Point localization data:
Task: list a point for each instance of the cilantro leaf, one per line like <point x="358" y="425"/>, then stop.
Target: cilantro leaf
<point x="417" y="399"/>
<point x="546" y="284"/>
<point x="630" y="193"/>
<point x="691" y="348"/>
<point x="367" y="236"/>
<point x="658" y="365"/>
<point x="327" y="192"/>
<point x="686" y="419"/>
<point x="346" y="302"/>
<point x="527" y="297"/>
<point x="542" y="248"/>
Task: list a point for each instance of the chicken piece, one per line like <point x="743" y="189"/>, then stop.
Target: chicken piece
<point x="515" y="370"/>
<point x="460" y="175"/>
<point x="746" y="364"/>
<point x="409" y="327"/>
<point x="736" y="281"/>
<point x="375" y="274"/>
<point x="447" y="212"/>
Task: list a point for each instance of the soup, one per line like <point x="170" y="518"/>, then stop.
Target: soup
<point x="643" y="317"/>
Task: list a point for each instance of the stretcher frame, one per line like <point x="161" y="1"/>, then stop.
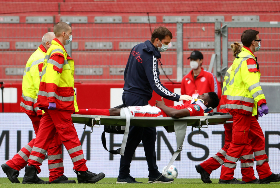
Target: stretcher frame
<point x="179" y="126"/>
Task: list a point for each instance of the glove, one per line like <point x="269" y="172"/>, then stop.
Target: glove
<point x="263" y="109"/>
<point x="185" y="97"/>
<point x="52" y="106"/>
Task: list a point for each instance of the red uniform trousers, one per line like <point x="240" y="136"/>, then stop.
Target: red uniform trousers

### [Work item]
Search each line of the entries for the string "like", then say how many lines have it. Reply with the number only.

### [Result of the exercise]
6